Work to be completed :: This task calls for copying each line below that contains "countertop".

The data ::
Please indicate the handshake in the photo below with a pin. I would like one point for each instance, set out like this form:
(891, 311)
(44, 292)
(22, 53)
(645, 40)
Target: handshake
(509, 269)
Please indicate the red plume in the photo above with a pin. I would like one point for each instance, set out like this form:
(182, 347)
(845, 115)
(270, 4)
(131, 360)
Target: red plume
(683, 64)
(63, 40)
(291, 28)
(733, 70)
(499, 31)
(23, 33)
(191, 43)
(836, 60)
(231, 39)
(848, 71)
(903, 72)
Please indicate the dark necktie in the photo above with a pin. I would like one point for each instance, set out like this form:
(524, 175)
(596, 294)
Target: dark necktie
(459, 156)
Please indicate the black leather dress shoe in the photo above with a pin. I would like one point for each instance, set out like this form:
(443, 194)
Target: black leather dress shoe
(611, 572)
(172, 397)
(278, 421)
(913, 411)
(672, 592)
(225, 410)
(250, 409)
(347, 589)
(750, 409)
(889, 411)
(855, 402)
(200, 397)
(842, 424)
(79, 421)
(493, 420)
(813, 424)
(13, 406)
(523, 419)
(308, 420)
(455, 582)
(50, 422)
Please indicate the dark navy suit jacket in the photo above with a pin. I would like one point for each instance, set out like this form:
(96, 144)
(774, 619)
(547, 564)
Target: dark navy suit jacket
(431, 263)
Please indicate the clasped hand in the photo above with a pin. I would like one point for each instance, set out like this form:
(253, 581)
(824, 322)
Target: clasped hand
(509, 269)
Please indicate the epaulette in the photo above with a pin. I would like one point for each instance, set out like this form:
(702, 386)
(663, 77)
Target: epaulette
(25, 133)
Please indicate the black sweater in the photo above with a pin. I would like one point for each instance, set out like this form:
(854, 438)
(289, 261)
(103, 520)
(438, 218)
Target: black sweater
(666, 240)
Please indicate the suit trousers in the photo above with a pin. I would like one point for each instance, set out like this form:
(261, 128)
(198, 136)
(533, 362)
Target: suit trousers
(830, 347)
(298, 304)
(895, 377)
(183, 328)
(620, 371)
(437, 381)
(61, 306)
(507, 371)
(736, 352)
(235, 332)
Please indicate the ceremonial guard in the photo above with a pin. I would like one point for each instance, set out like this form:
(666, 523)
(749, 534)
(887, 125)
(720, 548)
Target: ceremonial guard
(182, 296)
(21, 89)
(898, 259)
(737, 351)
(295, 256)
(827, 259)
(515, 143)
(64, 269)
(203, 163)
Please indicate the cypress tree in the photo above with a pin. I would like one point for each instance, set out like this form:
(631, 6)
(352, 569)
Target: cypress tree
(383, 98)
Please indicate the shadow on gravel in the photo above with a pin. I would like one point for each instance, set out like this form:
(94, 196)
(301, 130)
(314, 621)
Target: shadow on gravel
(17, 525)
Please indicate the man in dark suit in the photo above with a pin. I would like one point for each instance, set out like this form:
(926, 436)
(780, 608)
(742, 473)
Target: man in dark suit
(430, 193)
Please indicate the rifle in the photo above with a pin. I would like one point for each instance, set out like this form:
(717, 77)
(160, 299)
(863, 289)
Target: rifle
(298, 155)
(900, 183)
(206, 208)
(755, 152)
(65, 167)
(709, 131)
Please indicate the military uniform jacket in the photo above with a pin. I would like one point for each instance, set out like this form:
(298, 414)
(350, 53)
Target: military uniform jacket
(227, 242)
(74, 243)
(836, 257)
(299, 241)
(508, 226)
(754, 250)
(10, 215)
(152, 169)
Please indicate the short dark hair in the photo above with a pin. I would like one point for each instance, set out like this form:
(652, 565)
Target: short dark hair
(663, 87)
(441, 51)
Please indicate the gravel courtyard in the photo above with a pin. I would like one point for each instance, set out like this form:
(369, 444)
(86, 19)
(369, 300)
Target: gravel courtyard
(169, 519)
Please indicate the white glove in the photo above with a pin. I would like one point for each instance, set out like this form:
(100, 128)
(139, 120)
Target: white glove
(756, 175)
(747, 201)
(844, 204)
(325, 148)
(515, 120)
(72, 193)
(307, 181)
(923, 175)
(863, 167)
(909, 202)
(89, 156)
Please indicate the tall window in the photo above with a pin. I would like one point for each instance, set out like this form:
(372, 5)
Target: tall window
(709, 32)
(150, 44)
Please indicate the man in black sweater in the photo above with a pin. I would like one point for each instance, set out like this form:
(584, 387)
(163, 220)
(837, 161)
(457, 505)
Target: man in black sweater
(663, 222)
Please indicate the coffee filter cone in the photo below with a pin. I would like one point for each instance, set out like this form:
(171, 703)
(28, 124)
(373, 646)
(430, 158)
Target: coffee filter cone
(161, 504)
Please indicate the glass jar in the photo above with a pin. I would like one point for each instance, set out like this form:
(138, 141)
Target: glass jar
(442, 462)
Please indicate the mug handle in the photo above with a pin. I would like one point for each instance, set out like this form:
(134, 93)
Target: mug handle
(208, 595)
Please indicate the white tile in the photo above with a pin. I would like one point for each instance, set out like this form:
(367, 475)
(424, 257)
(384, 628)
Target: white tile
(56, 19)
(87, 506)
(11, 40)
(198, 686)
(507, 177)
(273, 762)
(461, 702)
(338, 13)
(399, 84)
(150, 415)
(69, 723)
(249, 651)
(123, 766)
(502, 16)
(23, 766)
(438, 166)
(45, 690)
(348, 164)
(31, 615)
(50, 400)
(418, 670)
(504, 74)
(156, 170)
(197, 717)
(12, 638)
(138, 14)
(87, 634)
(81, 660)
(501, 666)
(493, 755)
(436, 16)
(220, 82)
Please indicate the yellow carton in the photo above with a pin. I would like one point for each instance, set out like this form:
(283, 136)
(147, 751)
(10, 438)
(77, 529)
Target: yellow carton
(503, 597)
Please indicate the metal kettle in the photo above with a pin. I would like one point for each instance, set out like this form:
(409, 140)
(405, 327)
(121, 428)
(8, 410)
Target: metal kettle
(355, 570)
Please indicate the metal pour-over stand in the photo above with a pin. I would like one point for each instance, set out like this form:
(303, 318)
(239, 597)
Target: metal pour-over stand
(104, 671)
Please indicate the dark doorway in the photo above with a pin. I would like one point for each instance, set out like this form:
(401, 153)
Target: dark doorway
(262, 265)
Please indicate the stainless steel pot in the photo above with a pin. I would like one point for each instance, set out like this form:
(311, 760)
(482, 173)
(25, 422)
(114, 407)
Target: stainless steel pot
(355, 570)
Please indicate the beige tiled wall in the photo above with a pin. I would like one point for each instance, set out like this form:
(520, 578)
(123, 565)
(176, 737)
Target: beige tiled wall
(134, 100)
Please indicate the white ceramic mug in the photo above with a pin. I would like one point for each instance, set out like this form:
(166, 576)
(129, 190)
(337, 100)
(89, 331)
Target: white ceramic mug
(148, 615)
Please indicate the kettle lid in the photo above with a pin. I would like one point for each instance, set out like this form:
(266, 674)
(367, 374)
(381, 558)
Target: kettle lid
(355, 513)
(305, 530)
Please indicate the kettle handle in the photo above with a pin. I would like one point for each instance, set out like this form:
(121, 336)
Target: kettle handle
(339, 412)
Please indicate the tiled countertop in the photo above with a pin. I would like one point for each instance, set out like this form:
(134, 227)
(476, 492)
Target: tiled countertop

Reply to the exercise ::
Please indicate the tiled countertop in the photo above with a pin. I would like one point for each instance, set out like this form:
Target: tiled countertop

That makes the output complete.